Records provided >>
┌──

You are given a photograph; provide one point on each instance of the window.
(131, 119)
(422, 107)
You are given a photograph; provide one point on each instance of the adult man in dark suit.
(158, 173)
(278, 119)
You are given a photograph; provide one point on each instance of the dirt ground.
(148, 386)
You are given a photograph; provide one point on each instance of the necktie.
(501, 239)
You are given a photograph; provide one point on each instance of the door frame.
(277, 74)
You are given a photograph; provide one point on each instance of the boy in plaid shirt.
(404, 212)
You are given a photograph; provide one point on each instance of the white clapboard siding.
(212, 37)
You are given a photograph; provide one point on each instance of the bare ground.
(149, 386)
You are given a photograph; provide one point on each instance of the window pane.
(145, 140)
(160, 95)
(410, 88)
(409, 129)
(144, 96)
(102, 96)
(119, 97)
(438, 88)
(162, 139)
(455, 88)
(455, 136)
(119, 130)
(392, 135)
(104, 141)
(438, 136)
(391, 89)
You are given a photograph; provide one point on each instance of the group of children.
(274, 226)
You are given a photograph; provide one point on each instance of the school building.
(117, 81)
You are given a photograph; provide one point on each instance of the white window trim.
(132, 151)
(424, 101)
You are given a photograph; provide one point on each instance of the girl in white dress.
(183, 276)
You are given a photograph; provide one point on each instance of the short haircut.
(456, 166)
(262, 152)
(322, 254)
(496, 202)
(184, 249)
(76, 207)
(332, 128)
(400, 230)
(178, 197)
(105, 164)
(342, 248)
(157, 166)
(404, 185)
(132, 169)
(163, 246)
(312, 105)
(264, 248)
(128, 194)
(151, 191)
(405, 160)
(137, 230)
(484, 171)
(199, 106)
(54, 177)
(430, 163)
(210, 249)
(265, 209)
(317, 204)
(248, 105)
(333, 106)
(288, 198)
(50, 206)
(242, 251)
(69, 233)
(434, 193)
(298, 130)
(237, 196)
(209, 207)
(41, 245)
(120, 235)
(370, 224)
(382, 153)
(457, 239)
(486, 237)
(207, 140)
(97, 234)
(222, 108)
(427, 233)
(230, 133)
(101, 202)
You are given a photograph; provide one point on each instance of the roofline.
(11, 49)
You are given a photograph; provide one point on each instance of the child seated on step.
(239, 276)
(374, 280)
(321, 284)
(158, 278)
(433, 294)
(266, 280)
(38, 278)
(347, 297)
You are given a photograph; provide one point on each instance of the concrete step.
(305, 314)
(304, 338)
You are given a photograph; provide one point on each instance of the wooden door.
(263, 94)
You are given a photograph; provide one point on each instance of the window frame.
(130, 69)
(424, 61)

└──

What to do >> Rewrite all the items above, changing "photograph" to "image" wherever it occurs and leaving everything else as it stands.

Solved exercise >>
You are given a image; provide one point on each instance of the window.
(131, 119)
(422, 107)
You are given a image; provide one point on each instance of the adult man in dark suit.
(158, 173)
(278, 119)
You are given a image; provide one point on each instance of the dirt ground.
(148, 386)
You are given a image; provide one point on each instance of the necktie.
(501, 239)
You are given a image; provide one point on each instance of the door frame.
(277, 74)
You are given a image; provide one point on each instance of the boy in plaid shirt.
(404, 212)
You are given a image; provide one point on each instance of the white clapboard siding.
(212, 37)
You are given a image; provide one point on each instance of the bare ground.
(149, 386)
You are given a image; provide one point on each instance of the window pane.
(145, 140)
(160, 95)
(410, 88)
(409, 129)
(144, 96)
(102, 96)
(119, 97)
(438, 88)
(162, 139)
(455, 88)
(455, 136)
(119, 130)
(392, 135)
(104, 141)
(438, 136)
(391, 89)
You are given a image; provide one point on each instance of the group of children.
(274, 226)
You are given a image; provide one point on each instance of the school building.
(117, 81)
You are given a image; provide one point on each instance of the white window trim.
(132, 151)
(424, 101)
You are given a image; provide one point on each instance of the girl in white dress.
(183, 276)
You are given a image; provide one point on each instance of the short haircut.
(456, 166)
(262, 152)
(322, 254)
(496, 202)
(184, 249)
(76, 207)
(332, 128)
(400, 230)
(178, 197)
(105, 164)
(342, 248)
(157, 166)
(404, 185)
(132, 169)
(163, 246)
(312, 105)
(264, 248)
(128, 194)
(151, 191)
(405, 160)
(137, 230)
(484, 171)
(199, 106)
(54, 177)
(430, 163)
(210, 249)
(265, 209)
(317, 204)
(248, 105)
(333, 106)
(288, 198)
(50, 206)
(242, 251)
(69, 233)
(434, 193)
(298, 130)
(237, 196)
(209, 207)
(41, 245)
(120, 235)
(370, 224)
(382, 153)
(457, 239)
(486, 237)
(207, 140)
(97, 234)
(222, 108)
(427, 233)
(230, 133)
(101, 202)
You are given a image; provide one point on each instance of the roofline.
(11, 49)
You are given a image; provide one point on each instance of the child seated on step.
(239, 276)
(374, 280)
(321, 284)
(158, 278)
(433, 294)
(266, 280)
(38, 278)
(347, 297)
You are given a image; provide one point on each instance of the concrete step.
(305, 314)
(304, 338)
You are given a image; provide one point on each instance of the wooden door.
(263, 94)
You are given a image; provide one point on each instance of the window frame.
(130, 69)
(424, 61)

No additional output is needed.